### [Hedef]
Aşağıdaki satırlardan yalnızca "the bare foot" ifadesini içeren satırla başlayıp "x=488, y=329" ifadesini içeren satırla biten kısmı, iki uç satır da dahil olmak üzere, hiçbir değişiklik yapmadan tekrarlayın.

### [Nokta tabanlı etiketleme verileri]
▼▼▼

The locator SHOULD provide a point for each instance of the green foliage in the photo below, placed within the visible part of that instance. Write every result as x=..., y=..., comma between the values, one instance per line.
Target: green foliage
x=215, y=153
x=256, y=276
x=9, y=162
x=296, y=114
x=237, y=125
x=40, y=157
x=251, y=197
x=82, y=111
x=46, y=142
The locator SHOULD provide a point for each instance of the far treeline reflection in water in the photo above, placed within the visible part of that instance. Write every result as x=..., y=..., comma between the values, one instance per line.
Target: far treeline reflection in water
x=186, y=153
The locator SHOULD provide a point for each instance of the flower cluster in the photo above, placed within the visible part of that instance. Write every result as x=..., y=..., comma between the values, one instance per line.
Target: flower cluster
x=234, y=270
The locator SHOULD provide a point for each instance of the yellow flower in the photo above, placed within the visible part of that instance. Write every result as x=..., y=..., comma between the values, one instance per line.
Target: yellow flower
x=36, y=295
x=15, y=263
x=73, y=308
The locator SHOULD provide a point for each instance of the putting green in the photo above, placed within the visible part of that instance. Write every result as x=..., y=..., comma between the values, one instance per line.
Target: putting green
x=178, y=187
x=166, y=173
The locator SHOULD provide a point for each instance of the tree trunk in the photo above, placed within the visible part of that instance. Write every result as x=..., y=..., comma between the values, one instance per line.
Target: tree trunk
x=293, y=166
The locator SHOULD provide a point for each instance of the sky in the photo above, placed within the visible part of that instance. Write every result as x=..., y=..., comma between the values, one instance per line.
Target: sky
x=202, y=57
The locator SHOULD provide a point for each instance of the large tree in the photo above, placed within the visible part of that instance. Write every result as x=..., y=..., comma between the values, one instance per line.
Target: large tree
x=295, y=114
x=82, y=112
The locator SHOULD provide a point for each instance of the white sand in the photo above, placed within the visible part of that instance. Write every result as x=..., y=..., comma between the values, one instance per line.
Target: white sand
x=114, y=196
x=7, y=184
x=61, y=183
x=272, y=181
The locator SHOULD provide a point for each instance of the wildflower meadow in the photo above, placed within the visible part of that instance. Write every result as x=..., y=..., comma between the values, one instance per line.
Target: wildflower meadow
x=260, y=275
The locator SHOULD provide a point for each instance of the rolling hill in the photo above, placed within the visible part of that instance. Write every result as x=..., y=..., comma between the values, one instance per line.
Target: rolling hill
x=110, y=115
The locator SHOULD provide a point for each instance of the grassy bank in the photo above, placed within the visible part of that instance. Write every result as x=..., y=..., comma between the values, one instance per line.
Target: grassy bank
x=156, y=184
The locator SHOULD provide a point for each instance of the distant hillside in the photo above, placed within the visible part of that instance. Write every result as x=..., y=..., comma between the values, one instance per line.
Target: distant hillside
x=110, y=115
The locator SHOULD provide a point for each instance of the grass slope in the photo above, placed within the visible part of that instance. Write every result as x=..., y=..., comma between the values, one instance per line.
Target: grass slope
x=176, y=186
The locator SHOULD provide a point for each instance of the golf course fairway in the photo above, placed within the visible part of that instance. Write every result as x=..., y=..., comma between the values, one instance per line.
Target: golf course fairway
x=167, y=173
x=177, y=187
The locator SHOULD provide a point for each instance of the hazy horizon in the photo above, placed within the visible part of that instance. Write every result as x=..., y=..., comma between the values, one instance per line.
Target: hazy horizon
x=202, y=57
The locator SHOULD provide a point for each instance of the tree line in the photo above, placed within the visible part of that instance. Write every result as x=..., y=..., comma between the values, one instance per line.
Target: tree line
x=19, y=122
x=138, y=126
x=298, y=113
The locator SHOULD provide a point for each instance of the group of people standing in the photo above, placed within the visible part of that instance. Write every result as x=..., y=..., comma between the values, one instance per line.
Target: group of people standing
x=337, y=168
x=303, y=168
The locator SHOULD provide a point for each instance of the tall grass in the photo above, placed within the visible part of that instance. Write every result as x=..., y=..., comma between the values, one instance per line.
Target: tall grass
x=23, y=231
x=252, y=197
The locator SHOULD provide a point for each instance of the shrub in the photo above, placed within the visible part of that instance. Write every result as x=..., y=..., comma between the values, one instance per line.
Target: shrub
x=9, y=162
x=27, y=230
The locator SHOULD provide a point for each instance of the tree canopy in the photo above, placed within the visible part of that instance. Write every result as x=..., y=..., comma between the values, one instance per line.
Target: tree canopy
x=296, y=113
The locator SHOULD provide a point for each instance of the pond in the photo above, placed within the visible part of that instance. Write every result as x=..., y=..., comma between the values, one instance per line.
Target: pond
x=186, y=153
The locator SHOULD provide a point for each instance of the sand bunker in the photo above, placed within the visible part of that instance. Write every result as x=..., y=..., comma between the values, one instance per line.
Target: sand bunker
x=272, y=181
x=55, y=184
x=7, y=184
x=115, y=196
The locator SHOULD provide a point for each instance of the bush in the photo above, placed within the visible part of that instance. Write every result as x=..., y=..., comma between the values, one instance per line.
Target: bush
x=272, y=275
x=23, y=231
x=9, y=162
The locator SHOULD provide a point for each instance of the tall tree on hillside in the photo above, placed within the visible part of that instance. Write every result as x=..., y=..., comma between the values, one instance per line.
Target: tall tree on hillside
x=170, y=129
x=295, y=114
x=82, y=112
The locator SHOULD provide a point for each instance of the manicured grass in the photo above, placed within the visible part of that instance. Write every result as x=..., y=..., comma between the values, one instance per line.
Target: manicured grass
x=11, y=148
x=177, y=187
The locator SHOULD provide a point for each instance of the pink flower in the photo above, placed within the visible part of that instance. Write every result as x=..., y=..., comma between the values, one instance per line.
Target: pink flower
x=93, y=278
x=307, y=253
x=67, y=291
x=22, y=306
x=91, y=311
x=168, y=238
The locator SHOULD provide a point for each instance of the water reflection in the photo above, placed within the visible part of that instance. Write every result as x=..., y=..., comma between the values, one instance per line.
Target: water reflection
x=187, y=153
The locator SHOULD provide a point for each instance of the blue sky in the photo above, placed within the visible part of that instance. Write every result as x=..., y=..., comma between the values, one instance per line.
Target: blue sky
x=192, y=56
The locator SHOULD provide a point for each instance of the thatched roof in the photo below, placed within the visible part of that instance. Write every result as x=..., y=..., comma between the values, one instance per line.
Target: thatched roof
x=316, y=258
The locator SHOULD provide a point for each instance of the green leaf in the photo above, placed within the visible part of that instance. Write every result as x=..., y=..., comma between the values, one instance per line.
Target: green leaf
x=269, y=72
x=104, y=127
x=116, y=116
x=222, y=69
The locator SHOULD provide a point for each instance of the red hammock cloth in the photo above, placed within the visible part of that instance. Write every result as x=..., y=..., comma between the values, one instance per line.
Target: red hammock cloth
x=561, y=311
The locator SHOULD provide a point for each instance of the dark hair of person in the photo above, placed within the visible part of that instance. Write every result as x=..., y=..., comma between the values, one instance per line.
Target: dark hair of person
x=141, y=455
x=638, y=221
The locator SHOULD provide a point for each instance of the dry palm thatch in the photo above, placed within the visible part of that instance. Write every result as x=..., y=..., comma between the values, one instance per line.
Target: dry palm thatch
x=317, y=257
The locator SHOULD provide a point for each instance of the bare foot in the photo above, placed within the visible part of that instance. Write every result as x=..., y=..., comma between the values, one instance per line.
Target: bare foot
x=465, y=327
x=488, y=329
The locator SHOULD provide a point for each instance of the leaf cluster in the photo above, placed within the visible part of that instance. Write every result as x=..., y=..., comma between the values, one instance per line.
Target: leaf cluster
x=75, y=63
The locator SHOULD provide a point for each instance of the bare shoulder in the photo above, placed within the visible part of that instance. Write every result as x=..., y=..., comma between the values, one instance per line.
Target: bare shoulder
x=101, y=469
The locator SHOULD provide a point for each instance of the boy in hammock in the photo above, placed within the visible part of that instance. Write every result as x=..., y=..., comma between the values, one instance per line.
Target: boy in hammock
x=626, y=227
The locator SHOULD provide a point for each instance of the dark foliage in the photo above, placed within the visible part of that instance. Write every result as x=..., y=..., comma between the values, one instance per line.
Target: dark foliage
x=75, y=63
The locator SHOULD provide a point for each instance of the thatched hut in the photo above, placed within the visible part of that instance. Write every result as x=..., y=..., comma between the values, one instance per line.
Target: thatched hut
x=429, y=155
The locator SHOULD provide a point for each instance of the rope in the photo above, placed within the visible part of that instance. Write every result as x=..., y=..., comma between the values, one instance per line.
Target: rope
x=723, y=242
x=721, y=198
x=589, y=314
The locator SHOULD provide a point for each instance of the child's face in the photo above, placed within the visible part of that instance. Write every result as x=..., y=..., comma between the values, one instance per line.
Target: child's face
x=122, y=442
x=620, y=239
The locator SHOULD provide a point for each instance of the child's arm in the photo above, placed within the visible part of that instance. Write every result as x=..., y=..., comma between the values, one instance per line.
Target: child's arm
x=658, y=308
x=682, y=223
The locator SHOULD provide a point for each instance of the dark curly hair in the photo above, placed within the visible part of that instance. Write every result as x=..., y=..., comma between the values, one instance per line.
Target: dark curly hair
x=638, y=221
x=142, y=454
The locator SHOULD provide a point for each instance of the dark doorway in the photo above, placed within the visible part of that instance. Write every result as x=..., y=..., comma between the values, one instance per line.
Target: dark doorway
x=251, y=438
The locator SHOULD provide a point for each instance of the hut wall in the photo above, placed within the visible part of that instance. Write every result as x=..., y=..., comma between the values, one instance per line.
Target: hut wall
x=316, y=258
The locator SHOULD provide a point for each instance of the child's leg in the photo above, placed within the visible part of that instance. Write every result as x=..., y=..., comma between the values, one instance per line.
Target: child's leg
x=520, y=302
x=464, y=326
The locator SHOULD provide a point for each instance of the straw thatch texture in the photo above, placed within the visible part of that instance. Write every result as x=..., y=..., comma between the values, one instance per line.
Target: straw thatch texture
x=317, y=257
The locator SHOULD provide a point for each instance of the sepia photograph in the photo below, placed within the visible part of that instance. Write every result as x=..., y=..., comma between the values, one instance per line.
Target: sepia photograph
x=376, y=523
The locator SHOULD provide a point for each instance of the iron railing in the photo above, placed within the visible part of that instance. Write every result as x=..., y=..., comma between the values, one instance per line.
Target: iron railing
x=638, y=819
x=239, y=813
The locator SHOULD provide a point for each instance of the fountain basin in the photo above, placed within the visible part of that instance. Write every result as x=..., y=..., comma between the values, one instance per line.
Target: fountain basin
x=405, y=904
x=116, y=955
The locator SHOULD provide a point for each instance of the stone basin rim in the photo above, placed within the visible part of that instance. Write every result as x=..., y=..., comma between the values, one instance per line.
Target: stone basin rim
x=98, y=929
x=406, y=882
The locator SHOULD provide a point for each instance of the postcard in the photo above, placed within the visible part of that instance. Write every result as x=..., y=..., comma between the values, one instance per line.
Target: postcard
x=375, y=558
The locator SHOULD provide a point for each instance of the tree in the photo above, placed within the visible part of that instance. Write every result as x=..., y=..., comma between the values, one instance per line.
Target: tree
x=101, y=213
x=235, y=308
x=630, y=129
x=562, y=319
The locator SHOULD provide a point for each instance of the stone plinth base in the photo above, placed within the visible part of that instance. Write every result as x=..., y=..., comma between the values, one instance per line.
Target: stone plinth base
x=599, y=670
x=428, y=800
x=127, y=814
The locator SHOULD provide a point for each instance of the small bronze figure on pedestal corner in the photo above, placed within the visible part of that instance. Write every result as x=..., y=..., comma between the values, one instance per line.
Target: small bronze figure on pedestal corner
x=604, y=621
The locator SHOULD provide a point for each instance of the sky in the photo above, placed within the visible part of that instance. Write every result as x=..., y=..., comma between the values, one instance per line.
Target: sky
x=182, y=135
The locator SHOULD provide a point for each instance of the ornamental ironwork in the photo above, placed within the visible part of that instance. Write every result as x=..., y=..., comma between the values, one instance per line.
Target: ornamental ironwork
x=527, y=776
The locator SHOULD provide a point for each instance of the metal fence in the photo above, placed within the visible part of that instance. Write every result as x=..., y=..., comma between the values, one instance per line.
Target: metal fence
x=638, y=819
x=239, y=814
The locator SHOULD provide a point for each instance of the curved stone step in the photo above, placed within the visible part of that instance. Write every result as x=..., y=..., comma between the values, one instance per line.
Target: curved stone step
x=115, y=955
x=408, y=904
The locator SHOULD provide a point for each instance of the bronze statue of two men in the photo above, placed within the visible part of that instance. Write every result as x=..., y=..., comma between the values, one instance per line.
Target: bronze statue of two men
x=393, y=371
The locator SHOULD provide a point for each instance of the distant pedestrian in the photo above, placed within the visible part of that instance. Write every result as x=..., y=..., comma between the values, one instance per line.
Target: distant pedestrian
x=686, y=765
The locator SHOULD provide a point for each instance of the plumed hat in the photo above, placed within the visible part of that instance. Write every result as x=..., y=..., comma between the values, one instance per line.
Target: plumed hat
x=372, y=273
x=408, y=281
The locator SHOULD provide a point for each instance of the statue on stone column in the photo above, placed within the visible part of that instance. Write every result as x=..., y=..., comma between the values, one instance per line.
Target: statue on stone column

▲▲▲

### [Görev Sonucu]
The locator SHOULD provide a point for each instance of the bare foot in the photo above, placed within the visible part of that instance. Write every result as x=..., y=..., comma between the values, one instance per line.
Target: bare foot
x=465, y=327
x=488, y=329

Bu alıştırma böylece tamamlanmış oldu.